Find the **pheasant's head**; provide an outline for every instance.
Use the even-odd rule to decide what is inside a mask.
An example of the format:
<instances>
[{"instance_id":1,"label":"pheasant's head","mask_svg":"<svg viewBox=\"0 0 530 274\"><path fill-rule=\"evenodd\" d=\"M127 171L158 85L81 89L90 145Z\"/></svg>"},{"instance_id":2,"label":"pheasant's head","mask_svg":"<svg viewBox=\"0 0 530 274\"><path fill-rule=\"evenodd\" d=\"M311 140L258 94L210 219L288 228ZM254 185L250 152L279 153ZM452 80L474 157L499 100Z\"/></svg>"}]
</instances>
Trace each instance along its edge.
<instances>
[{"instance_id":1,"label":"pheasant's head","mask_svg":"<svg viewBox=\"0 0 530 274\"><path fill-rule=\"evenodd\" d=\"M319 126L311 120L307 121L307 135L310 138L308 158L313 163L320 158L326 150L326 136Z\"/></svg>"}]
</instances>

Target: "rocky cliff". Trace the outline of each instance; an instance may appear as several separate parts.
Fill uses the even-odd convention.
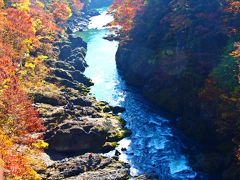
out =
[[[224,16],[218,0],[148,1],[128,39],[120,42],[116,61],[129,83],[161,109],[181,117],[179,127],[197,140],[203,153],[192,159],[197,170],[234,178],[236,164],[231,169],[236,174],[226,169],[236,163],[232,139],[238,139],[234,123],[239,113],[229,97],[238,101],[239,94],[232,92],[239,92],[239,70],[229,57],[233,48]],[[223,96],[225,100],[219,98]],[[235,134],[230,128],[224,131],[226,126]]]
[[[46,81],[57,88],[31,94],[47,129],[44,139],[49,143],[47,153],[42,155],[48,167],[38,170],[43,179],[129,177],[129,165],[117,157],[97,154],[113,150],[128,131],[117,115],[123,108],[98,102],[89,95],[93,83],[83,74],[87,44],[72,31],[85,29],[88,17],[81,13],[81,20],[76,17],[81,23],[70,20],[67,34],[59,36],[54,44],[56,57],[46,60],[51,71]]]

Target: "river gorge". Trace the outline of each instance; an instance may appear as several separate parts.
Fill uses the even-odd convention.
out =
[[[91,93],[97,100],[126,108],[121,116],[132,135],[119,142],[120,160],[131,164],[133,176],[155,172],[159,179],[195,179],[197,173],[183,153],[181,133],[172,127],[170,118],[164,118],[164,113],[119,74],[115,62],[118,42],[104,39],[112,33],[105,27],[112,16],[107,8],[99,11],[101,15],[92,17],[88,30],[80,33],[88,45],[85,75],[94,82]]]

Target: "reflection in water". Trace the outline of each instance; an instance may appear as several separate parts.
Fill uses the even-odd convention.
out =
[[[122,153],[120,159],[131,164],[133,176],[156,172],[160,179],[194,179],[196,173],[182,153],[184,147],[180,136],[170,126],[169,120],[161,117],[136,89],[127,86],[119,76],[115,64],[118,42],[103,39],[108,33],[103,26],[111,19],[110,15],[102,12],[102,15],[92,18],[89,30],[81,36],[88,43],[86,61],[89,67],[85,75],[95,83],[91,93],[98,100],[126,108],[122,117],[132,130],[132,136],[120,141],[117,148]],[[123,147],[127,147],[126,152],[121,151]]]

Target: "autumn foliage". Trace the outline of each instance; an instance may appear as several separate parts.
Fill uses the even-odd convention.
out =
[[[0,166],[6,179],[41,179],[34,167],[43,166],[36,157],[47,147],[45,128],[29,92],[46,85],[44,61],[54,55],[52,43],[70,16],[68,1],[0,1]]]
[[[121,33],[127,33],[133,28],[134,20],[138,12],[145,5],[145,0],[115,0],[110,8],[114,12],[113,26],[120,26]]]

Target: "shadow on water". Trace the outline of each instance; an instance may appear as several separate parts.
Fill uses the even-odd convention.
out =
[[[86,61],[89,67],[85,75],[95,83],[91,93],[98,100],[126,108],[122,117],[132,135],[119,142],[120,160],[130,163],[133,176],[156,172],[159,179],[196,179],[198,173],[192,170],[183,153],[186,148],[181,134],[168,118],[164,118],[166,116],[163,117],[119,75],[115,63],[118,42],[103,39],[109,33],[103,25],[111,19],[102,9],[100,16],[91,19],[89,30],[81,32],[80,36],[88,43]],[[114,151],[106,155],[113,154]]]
----
▶ [WHAT IS EXPECTED]:
Gather every line in the records above that contains the string "rule", and copy each one in full.

▶ [EXERCISE RESULT]:
Use the even-odd rule to decide what is inside a mask.
[{"instance_id":1,"label":"pheasant's head","mask_svg":"<svg viewBox=\"0 0 530 274\"><path fill-rule=\"evenodd\" d=\"M127 171L158 85L81 89L90 145Z\"/></svg>"},{"instance_id":2,"label":"pheasant's head","mask_svg":"<svg viewBox=\"0 0 530 274\"><path fill-rule=\"evenodd\" d=\"M311 140L258 94L210 219L288 228ZM254 185L250 152L279 153ZM452 80L474 157L499 100Z\"/></svg>"}]
[{"instance_id":1,"label":"pheasant's head","mask_svg":"<svg viewBox=\"0 0 530 274\"><path fill-rule=\"evenodd\" d=\"M319 126L311 120L307 121L307 135L310 138L308 158L313 163L320 158L326 150L326 136Z\"/></svg>"}]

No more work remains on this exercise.